__Task brief__
Copy out the entries below verbatim, starting at the line that contains "Your objective is to locate every instance of woman with" and ending at the line that contains "[299,257,365,468]", with both of those lines included.

__Records shown__
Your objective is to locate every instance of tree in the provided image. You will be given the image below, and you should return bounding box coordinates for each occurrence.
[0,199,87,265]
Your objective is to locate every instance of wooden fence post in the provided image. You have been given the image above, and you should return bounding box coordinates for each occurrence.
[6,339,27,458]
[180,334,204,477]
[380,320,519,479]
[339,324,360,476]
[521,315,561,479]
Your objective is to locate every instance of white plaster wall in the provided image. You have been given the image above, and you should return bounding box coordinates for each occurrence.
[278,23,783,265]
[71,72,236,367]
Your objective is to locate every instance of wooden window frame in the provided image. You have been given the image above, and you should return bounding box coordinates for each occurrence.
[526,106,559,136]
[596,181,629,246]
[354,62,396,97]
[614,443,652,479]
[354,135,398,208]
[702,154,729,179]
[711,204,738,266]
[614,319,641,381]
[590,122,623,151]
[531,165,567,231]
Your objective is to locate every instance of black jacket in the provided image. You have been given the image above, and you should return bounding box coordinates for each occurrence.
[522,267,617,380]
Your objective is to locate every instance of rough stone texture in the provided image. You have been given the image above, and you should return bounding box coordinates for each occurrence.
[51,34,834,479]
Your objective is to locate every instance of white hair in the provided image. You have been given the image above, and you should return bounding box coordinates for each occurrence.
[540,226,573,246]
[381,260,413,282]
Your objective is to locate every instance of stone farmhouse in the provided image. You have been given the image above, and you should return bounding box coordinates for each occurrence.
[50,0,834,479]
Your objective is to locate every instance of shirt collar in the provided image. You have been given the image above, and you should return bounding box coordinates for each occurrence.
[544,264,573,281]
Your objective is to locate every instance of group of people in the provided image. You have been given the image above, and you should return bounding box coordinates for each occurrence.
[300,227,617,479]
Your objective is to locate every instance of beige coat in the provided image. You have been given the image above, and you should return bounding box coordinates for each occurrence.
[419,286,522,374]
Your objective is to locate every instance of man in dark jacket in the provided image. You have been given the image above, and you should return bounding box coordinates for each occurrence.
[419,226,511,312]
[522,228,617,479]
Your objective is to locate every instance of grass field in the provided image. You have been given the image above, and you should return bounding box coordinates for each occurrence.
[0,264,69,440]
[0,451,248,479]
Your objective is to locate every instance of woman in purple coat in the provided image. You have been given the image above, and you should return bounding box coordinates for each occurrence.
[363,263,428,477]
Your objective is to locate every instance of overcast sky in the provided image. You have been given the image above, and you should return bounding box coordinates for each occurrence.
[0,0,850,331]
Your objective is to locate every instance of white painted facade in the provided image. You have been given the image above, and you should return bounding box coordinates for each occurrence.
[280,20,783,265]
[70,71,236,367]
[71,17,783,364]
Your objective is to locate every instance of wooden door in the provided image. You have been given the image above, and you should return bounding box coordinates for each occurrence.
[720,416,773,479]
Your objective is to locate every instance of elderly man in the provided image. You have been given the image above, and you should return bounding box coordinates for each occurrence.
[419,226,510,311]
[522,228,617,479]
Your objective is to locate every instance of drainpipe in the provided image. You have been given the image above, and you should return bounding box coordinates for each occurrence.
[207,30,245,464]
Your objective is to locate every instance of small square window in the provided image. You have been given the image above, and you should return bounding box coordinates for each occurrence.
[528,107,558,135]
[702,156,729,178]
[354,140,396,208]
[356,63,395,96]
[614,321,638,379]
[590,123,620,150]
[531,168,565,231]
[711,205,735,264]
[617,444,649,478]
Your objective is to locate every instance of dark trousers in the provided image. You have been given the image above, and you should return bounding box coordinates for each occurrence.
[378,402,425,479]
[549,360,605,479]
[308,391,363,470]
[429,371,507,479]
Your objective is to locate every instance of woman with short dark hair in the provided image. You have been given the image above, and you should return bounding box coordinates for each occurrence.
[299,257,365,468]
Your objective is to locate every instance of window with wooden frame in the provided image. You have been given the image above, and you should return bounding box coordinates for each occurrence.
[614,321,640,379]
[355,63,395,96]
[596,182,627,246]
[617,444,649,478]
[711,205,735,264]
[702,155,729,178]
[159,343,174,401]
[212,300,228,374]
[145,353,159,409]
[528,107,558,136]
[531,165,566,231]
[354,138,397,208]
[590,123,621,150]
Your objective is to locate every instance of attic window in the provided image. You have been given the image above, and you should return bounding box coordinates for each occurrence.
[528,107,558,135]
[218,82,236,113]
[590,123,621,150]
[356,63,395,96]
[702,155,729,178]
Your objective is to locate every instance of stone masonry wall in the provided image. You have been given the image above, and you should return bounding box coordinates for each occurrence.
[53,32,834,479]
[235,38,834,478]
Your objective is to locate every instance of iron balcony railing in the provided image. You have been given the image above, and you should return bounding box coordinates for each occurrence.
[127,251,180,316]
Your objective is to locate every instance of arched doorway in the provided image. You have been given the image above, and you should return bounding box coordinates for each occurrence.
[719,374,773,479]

__Completed task__
Your objective is to locate every instance of woman with short dark hair in the provided image. You have been given the image above, and you should return bounding box coordinates for each occurrence.
[299,257,365,468]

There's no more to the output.